» **WHAT THIS TASK INVOLVES**:
Reproduce word for word the entries below, beginning at the line that contains "[mask] young girl -> every instance" and continuing through the last line of the entries.

##### INPUT DATA #####

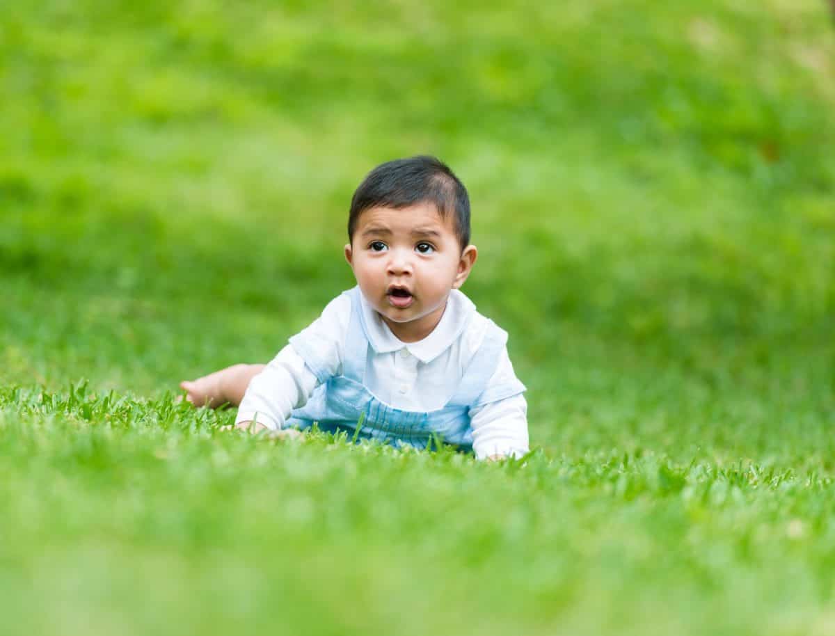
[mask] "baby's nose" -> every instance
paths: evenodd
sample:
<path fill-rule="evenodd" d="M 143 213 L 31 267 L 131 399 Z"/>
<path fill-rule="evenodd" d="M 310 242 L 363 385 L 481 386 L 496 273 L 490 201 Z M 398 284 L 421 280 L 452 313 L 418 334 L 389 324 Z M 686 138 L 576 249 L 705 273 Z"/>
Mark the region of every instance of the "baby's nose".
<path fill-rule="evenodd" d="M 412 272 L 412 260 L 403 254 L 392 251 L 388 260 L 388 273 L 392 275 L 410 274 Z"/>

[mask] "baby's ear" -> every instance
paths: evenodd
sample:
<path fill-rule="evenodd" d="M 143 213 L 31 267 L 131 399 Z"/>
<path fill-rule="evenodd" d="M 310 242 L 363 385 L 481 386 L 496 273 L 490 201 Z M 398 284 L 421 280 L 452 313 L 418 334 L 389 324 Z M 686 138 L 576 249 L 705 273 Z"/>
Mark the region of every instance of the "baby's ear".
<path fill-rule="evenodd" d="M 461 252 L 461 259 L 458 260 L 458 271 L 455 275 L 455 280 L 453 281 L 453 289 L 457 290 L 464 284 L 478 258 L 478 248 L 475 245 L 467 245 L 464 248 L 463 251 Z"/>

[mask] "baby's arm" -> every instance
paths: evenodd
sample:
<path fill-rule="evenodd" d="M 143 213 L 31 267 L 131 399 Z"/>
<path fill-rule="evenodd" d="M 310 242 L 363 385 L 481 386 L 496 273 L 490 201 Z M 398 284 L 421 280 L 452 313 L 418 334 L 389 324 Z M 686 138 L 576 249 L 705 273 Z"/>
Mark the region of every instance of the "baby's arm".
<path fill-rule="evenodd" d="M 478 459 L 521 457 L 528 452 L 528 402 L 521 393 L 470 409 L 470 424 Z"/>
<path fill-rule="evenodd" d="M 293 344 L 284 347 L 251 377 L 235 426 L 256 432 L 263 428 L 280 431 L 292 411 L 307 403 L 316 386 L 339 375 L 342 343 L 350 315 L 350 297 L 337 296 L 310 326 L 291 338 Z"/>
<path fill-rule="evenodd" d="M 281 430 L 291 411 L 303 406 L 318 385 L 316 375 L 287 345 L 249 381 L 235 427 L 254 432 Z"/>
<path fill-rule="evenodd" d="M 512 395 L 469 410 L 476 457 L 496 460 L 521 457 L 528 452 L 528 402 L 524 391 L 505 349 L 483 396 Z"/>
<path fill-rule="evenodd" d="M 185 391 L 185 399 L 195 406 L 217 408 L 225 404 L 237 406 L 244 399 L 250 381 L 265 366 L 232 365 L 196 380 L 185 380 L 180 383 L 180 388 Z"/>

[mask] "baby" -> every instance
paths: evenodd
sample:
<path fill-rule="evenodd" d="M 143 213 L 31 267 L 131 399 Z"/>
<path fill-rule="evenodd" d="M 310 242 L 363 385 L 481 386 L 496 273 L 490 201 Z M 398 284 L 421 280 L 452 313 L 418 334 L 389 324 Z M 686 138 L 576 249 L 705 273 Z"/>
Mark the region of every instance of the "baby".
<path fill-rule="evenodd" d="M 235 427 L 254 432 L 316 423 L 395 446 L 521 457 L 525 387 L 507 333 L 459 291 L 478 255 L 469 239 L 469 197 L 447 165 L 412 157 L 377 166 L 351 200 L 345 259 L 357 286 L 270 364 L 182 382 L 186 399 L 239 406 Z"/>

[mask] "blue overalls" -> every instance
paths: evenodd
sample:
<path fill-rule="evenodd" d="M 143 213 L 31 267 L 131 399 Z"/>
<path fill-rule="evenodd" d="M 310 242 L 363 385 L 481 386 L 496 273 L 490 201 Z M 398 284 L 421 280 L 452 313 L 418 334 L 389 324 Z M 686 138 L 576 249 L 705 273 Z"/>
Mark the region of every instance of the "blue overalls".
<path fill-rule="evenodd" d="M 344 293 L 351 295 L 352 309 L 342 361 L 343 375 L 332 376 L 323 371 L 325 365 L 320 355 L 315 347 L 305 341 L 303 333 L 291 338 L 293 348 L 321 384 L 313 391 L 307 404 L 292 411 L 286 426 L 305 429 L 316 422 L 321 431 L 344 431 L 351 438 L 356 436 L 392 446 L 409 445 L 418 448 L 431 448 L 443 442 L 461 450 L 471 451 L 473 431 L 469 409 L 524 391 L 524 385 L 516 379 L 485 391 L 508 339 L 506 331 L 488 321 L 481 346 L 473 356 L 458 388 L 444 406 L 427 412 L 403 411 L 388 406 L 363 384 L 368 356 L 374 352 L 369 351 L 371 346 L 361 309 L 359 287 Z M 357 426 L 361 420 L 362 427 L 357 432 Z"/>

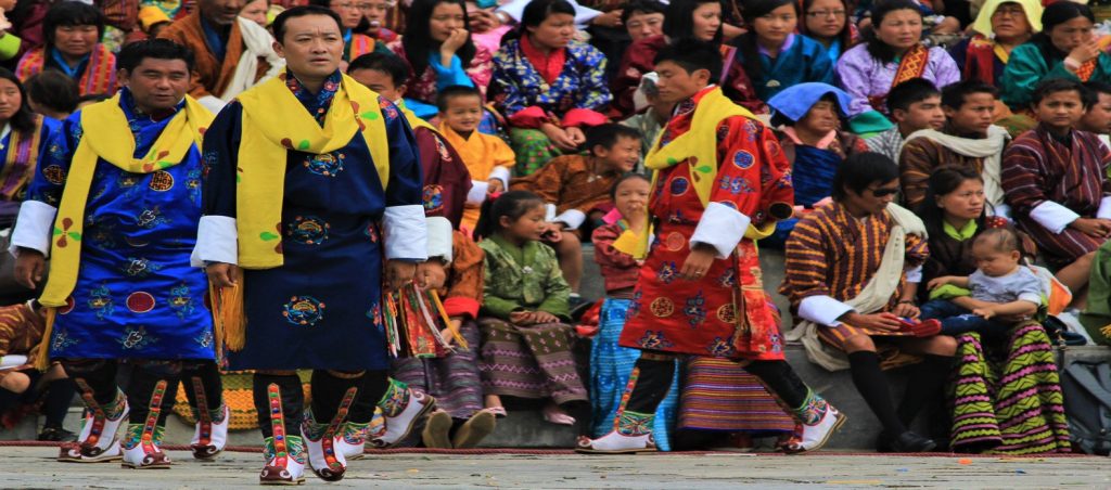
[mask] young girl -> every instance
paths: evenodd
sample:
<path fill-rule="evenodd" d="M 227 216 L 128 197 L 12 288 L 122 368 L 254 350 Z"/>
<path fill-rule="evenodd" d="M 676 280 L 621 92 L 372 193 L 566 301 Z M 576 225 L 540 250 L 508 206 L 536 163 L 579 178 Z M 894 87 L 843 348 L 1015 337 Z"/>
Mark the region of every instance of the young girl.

#####

» **SOLUTION TO THIS TASK**:
[mask] young girl -> every instance
paths: evenodd
sample:
<path fill-rule="evenodd" d="M 227 216 L 128 197 L 12 288 L 122 368 L 254 350 Z"/>
<path fill-rule="evenodd" d="M 676 280 L 621 92 L 372 193 L 566 301 Z M 576 225 L 540 250 L 508 206 L 536 163 L 579 178 Z M 894 87 L 843 348 L 1015 337 Z"/>
Mark the region of every instance of the young girl.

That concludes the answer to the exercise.